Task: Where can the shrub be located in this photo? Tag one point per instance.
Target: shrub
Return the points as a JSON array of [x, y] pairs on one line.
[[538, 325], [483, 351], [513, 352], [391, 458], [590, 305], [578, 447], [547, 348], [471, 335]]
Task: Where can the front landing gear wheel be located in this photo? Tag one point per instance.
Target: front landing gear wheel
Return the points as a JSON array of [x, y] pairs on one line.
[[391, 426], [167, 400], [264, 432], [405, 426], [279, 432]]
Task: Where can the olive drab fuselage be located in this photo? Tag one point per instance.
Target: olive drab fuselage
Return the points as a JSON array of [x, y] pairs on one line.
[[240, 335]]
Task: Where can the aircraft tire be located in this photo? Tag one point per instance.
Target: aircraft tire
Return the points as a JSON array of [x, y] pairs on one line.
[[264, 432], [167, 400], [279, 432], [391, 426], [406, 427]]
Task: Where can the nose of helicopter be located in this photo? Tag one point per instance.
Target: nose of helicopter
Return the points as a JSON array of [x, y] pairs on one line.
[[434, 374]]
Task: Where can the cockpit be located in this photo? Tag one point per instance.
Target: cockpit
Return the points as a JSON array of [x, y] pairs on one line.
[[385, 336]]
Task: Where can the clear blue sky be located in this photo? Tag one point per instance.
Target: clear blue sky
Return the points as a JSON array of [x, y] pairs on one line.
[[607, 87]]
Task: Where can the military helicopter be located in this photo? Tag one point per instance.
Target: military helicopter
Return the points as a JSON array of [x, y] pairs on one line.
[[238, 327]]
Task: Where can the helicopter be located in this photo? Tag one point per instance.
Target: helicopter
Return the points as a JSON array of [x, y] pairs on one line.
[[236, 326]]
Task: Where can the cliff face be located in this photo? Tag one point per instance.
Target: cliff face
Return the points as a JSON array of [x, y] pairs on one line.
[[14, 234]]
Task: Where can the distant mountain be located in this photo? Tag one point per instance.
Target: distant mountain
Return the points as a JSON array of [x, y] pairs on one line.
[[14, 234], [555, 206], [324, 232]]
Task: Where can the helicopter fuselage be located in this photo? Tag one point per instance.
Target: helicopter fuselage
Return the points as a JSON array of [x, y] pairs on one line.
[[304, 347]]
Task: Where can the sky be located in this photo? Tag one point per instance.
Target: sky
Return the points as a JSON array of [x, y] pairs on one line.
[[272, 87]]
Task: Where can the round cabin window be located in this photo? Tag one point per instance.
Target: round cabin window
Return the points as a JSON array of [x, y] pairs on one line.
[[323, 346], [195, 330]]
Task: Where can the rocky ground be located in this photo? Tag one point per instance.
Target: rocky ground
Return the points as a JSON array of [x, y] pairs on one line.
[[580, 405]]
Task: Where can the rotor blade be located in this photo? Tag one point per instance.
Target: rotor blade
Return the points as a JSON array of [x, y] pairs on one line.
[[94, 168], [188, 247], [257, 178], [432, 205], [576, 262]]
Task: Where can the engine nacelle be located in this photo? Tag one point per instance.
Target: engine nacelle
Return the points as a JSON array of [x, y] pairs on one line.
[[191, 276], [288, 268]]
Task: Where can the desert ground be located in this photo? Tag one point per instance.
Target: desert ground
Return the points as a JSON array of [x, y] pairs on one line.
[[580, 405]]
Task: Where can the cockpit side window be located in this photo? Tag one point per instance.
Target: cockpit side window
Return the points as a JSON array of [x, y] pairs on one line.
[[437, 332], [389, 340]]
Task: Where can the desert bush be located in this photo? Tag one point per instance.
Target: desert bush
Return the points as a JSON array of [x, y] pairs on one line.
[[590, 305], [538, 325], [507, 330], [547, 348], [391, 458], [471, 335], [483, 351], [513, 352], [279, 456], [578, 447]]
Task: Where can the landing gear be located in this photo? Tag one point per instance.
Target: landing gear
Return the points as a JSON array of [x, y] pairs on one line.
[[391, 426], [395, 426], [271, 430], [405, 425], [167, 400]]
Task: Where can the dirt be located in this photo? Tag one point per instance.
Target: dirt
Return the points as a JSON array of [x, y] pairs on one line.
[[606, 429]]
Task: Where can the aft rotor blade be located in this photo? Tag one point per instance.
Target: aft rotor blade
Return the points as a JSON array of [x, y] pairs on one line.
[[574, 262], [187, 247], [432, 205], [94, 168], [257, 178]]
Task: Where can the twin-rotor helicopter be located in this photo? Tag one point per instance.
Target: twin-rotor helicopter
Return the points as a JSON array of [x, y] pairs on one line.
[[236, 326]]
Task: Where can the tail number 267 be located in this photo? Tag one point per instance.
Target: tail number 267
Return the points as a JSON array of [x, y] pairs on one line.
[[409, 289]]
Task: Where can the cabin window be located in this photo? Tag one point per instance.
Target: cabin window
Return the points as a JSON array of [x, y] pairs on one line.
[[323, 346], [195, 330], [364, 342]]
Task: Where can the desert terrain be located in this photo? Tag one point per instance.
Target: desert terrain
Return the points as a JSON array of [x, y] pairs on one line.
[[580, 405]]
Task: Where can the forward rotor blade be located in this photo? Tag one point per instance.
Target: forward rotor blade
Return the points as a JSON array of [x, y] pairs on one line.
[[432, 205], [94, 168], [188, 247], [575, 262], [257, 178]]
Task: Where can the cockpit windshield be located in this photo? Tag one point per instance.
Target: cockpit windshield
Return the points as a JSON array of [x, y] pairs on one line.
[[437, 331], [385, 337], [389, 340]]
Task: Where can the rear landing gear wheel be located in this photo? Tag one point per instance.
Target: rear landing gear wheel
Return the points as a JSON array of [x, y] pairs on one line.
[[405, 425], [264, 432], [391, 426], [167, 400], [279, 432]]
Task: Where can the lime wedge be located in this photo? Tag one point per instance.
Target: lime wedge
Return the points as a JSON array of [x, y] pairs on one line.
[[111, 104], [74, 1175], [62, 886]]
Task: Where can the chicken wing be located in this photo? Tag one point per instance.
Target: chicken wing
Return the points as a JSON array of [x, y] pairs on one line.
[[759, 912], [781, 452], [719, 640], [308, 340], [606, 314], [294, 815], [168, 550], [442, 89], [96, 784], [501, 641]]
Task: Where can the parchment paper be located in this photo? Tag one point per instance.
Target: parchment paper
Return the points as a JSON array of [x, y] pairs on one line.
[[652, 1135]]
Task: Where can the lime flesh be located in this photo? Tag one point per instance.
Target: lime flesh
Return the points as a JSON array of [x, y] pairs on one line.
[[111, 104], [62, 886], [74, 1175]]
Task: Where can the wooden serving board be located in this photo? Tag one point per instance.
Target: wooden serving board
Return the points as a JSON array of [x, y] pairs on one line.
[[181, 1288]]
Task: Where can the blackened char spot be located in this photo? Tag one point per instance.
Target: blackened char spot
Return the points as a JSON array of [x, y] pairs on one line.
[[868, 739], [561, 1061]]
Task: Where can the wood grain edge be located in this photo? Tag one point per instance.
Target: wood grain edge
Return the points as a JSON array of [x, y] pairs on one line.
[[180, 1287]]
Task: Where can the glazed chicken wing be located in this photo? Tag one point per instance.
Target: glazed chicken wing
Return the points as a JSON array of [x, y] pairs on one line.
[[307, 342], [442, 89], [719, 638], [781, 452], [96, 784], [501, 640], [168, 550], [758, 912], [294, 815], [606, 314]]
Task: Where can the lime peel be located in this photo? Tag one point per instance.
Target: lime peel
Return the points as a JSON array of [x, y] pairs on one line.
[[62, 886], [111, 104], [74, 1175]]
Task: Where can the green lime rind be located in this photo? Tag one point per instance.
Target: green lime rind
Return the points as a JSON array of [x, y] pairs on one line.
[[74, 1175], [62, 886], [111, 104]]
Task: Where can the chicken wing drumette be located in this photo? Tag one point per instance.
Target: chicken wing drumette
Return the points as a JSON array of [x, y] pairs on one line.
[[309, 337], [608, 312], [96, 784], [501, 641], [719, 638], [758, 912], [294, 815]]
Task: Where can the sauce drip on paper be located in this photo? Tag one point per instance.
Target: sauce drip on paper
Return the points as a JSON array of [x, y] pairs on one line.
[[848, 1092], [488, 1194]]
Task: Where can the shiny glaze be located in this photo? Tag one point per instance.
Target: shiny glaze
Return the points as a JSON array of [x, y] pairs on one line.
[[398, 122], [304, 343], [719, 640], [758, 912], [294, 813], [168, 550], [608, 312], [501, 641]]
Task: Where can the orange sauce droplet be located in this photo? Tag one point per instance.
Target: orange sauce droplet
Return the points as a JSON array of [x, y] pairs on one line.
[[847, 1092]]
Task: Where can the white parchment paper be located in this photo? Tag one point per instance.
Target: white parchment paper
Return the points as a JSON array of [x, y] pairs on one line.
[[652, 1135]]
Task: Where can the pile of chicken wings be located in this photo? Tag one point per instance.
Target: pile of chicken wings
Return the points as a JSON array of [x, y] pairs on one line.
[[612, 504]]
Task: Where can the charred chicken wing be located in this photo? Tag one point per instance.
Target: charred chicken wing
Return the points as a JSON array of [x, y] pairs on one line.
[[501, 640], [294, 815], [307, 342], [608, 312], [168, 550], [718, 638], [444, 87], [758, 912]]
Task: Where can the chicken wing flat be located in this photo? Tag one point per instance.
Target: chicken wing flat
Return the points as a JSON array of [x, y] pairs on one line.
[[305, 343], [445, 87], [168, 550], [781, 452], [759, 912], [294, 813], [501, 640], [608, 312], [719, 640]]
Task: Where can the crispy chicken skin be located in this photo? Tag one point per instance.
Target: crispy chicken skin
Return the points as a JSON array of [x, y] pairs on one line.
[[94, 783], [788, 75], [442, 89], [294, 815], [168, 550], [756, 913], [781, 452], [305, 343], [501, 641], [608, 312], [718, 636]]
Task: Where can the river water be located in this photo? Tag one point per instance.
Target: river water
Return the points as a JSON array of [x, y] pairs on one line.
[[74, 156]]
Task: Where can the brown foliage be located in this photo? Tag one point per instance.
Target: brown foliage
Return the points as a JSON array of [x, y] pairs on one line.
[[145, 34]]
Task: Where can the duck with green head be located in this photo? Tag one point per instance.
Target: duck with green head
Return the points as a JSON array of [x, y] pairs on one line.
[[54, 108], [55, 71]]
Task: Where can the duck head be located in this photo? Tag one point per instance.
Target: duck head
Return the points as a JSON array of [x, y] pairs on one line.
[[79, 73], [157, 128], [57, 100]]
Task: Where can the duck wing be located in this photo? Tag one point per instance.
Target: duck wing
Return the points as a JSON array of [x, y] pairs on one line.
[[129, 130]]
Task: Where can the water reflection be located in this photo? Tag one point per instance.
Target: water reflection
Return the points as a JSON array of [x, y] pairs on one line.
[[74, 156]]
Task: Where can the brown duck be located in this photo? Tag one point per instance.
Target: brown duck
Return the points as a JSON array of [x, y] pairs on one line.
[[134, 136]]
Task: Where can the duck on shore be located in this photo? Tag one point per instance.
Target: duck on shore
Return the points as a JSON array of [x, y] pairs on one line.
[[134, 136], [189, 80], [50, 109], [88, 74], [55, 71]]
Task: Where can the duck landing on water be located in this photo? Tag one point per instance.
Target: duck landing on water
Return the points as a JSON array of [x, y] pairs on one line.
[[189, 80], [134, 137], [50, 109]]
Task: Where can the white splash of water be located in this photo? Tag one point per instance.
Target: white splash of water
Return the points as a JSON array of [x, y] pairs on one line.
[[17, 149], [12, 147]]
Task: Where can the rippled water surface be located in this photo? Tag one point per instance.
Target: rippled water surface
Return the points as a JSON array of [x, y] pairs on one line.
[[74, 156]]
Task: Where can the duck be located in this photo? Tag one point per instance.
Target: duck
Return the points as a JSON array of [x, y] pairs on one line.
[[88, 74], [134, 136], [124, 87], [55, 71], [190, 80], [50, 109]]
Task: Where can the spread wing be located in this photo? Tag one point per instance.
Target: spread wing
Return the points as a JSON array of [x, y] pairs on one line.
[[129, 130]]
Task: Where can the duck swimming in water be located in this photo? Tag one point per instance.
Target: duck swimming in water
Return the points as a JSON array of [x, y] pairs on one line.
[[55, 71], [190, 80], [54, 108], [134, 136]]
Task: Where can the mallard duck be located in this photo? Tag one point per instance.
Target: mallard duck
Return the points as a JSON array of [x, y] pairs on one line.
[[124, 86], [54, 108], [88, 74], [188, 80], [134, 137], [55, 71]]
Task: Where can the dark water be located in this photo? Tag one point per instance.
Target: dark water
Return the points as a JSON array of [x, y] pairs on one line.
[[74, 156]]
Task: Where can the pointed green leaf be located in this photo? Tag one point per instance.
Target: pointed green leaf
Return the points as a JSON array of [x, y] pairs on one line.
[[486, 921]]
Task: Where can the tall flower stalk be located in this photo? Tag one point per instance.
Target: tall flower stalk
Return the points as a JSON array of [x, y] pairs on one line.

**WHAT YOU NEED TO DO**
Copy the material starting at the line containing "Task: Where can the rear" and ending at the line containing "[[868, 739], [561, 1061]]", requests included, scaling every x and y coordinate in the answers by 0.6 and rounding each to a whole number with halves going up. Leave the requests and their format samples unchanged, and give only those lines.

**RESPONSE**
Task: Where can the rear landing gear wheel be located in this photo? Tag one point per instance.
Target: rear landing gear wheel
Return the points as a JSON array of [x, y] pairs on one line.
[[243, 255], [158, 259], [235, 256], [100, 240], [167, 259]]
Task: Where can the lime wedge be located in this photo? Tag one point per instance.
Target: lime wedge
Return the points as a JSON array of [x, y] pairs on one line.
[[67, 62], [44, 705], [37, 532]]
Task: Where can the chicken wing be located in this photo? Tag one point per instance.
Target: chicken wing
Return the points as a JSON array of [x, y] pairs on one line.
[[455, 547], [469, 271], [431, 384], [185, 204], [364, 188], [176, 489], [101, 330], [265, 53], [58, 470], [301, 385]]
Task: Where can the parchment paper be located in this photo? Tag one point per instance.
Target: parchment paper
Return the points as a JSON array of [x, y] pairs on one line.
[[391, 681]]
Task: Where can the lime flesh be located in this photo? Tag one point per instance.
Target: lime flesh
Return the points as a JSON array of [x, y] pairs on one line.
[[67, 62], [37, 532], [44, 705]]
Task: Where can the wooden serving board be located in this photo? Tag one point per instance.
Target: wooden serving board
Return the points as a JSON array of [x, y] pairs on one line.
[[109, 773]]
Task: Where can the blackened char spot be located in this photo? Tag one point per instance.
Target: blackened char spot
Return the points as a JSON array of [x, y] pairs on one line.
[[521, 443], [337, 637]]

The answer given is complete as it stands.